### What needs to be done
Make an exact copy of all the data, pictures excluded.

╭─ Information shown

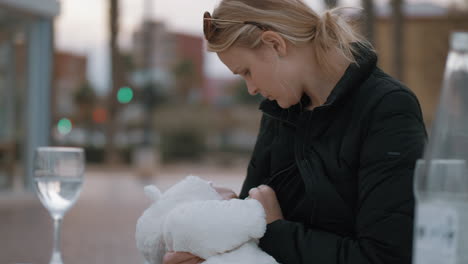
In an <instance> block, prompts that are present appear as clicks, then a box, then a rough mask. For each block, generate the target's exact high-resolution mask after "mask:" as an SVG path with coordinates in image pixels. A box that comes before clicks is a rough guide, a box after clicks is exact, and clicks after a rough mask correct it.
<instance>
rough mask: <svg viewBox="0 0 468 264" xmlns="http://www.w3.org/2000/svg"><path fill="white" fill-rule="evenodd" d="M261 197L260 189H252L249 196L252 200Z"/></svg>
mask: <svg viewBox="0 0 468 264" xmlns="http://www.w3.org/2000/svg"><path fill="white" fill-rule="evenodd" d="M259 195H260V189H258V188H252V189H250V190H249V196H250V198H253V199H256V198H258V196H259Z"/></svg>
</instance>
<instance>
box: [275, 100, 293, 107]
mask: <svg viewBox="0 0 468 264" xmlns="http://www.w3.org/2000/svg"><path fill="white" fill-rule="evenodd" d="M276 103H277V104H278V105H279V107H281V108H283V109H287V108H289V107H291V104H288V103H286V102H281V101H276Z"/></svg>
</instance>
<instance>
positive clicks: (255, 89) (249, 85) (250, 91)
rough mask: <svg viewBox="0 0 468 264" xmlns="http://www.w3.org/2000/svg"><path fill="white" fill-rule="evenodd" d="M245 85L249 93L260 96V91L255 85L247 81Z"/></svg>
mask: <svg viewBox="0 0 468 264" xmlns="http://www.w3.org/2000/svg"><path fill="white" fill-rule="evenodd" d="M245 83H246V85H247V91H248V92H249V94H250V95H256V94H258V89H257V87H256V86H255V85H253V84H252V83H250V82H249V81H246V82H245Z"/></svg>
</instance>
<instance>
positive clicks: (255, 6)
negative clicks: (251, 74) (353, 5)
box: [207, 0, 372, 70]
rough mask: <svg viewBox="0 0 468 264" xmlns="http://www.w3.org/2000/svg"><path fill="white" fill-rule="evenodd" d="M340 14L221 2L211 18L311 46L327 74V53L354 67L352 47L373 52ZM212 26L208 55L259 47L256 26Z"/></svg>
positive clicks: (232, 0)
mask: <svg viewBox="0 0 468 264" xmlns="http://www.w3.org/2000/svg"><path fill="white" fill-rule="evenodd" d="M342 10H343V8H335V9H331V10H328V11H326V12H325V13H324V14H323V15H322V16H320V15H318V14H317V13H316V12H315V11H314V10H312V9H311V8H310V7H309V6H307V5H306V4H305V3H304V2H303V1H302V0H222V1H221V3H220V4H219V5H218V6H217V7H216V8H215V10H214V12H213V18H215V19H223V20H234V21H251V22H256V23H259V24H261V25H264V26H266V27H267V28H268V29H269V30H272V31H275V32H277V33H278V34H279V35H280V36H282V37H283V38H284V39H286V40H287V41H289V42H291V43H292V44H293V45H295V46H299V45H300V44H304V43H310V42H313V43H314V45H313V47H314V54H315V57H316V60H317V64H318V65H319V66H322V67H323V68H325V69H328V70H329V69H331V68H333V65H330V64H329V63H328V60H327V52H328V51H329V50H331V49H333V48H336V50H337V51H338V52H339V54H340V55H342V56H343V57H344V58H346V59H347V60H348V61H349V62H353V63H356V59H355V56H354V54H357V51H358V50H357V48H356V46H355V45H352V43H356V44H358V45H364V46H366V47H368V48H371V49H372V46H371V44H370V43H369V42H368V41H367V40H366V39H365V38H364V37H362V36H361V35H360V34H358V33H357V30H355V29H354V28H353V26H352V25H351V23H350V22H349V21H347V20H346V19H345V16H344V15H342V14H341V11H342ZM212 23H213V24H214V25H215V27H216V32H215V34H214V35H213V36H212V37H211V38H210V40H209V41H208V45H207V46H208V51H212V52H222V51H225V50H227V49H228V48H230V47H231V46H233V45H236V46H239V47H246V48H251V49H255V48H258V47H260V46H261V45H262V40H261V33H262V32H263V30H262V29H260V28H259V27H258V26H256V25H252V24H235V23H230V22H226V21H212Z"/></svg>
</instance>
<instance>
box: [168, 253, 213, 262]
mask: <svg viewBox="0 0 468 264" xmlns="http://www.w3.org/2000/svg"><path fill="white" fill-rule="evenodd" d="M203 261H205V260H204V259H202V258H199V257H197V256H195V255H192V254H190V253H187V252H167V253H166V255H164V258H163V264H198V263H202V262H203Z"/></svg>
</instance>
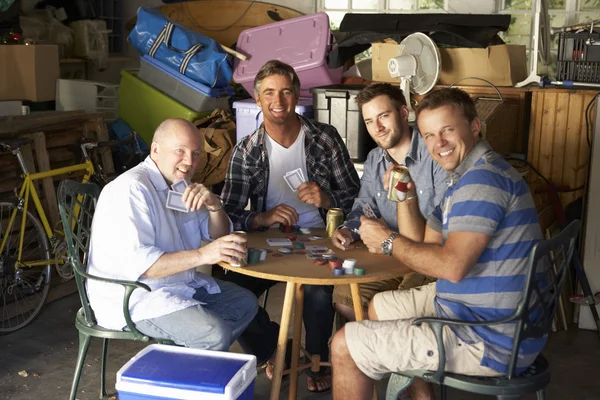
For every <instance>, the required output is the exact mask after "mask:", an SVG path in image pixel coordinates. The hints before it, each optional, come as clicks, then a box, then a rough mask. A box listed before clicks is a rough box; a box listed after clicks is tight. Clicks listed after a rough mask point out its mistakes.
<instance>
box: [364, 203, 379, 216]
mask: <svg viewBox="0 0 600 400" xmlns="http://www.w3.org/2000/svg"><path fill="white" fill-rule="evenodd" d="M363 215H364V216H365V217H367V218H374V219H377V215H375V211H373V209H372V208H371V206H370V205H369V203H365V204H363Z"/></svg>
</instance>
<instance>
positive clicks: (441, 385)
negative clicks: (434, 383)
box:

╰─

### Solution to the exercise
In an <instance> block, prompts that are present appear as clicks, then a box, then a rough mask. For each block, generate the target's exact high-resolution mask after "mask:" as an SVG path with coordinates in image pixels. A box that comes before clicks is a rough guide, a box after clicks is exact, and clicks after a rough mask correct it.
<instance>
rough mask: <svg viewBox="0 0 468 264" xmlns="http://www.w3.org/2000/svg"><path fill="white" fill-rule="evenodd" d="M261 197L260 189H252L249 196L252 200Z"/></svg>
mask: <svg viewBox="0 0 468 264" xmlns="http://www.w3.org/2000/svg"><path fill="white" fill-rule="evenodd" d="M259 195H260V189H258V188H252V189H250V190H249V196H250V198H253V199H256V198H258V196H259Z"/></svg>
</instance>
<instance>
box: [275, 100, 293, 107]
mask: <svg viewBox="0 0 468 264" xmlns="http://www.w3.org/2000/svg"><path fill="white" fill-rule="evenodd" d="M276 103H277V104H278V105H279V107H281V108H283V109H287V108H289V107H291V104H288V103H286V102H281V101H276Z"/></svg>
</instance>
<instance>
positive clicks: (255, 89) (249, 85) (250, 91)
rough mask: <svg viewBox="0 0 468 264" xmlns="http://www.w3.org/2000/svg"><path fill="white" fill-rule="evenodd" d="M245 85L249 93L260 96V91L255 85L247 81Z"/></svg>
mask: <svg viewBox="0 0 468 264" xmlns="http://www.w3.org/2000/svg"><path fill="white" fill-rule="evenodd" d="M245 83H246V85H247V91H248V92H249V94H250V95H256V94H258V89H257V87H256V86H255V85H253V84H252V83H250V82H249V81H246V82H245Z"/></svg>
</instance>
<instance>
positive clicks: (255, 6)
negative clicks: (251, 74) (353, 5)
box: [207, 0, 372, 70]
rough mask: <svg viewBox="0 0 468 264" xmlns="http://www.w3.org/2000/svg"><path fill="white" fill-rule="evenodd" d="M340 14L221 2L211 18L311 46L327 74V53L354 67L352 47L373 52ZM212 26L208 55L259 47L256 26Z"/></svg>
positive clicks: (232, 0)
mask: <svg viewBox="0 0 468 264" xmlns="http://www.w3.org/2000/svg"><path fill="white" fill-rule="evenodd" d="M342 10H343V8H335V9H331V10H328V11H326V12H325V13H324V14H323V15H322V16H320V15H318V14H317V13H316V12H315V11H314V10H312V9H311V8H310V7H309V6H307V5H306V4H305V3H304V2H303V1H302V0H222V1H221V3H220V4H219V5H218V6H217V7H216V8H215V10H214V12H213V18H215V19H223V20H234V21H251V22H256V23H259V24H261V25H264V26H266V27H267V28H268V29H269V30H272V31H275V32H277V33H278V34H279V35H280V36H282V37H283V38H284V39H286V40H287V41H289V42H291V43H292V44H293V45H295V46H299V45H300V44H304V43H310V42H313V43H314V45H313V47H314V54H315V57H316V60H317V64H318V65H319V66H322V67H323V68H325V69H328V70H329V69H331V68H333V65H330V64H329V63H328V60H327V52H328V51H329V50H331V49H333V48H336V50H337V51H338V52H339V54H340V55H342V56H343V57H344V58H346V59H347V60H348V61H349V62H353V63H356V59H355V56H354V54H357V51H358V50H357V48H356V46H355V45H352V43H356V44H358V45H364V46H366V47H368V48H371V49H372V46H371V44H370V43H369V42H368V41H367V40H366V39H365V38H364V37H362V36H361V35H360V34H358V33H357V30H355V29H354V28H353V26H352V25H351V23H350V22H349V21H347V20H346V19H345V16H344V15H342V14H341V11H342ZM212 23H213V24H214V25H215V27H216V32H215V34H214V35H213V36H212V37H211V38H210V40H209V41H208V45H207V46H208V51H212V52H222V51H225V50H227V49H228V48H230V47H231V46H233V45H236V46H239V47H246V48H251V49H255V48H258V47H260V46H261V45H262V40H261V33H262V32H263V30H262V29H260V28H259V27H258V26H256V25H252V24H235V23H230V22H226V21H212Z"/></svg>
</instance>
<instance>
box: [168, 253, 213, 262]
mask: <svg viewBox="0 0 468 264" xmlns="http://www.w3.org/2000/svg"><path fill="white" fill-rule="evenodd" d="M203 261H205V260H204V259H202V258H199V257H197V256H195V255H192V254H190V253H187V252H167V253H166V255H164V258H163V264H198V263H202V262H203Z"/></svg>
</instance>
For every <instance>, the required output is the exact mask after "mask:", an SVG path in image pixel coordinates. The hints before it, each optional, come as clicks, then a box, then a rough mask. A box listed before clicks is a rough box; a box listed after clicks is tight. Clicks listed after a rough mask point out its mistakes.
<instance>
box: [364, 203, 379, 216]
mask: <svg viewBox="0 0 600 400" xmlns="http://www.w3.org/2000/svg"><path fill="white" fill-rule="evenodd" d="M363 215H364V216H365V217H367V218H374V219H377V215H375V211H373V209H372V208H371V206H370V205H369V203H365V204H363Z"/></svg>
</instance>
<instance>
positive clicks: (441, 385)
negative clicks: (434, 383)
box:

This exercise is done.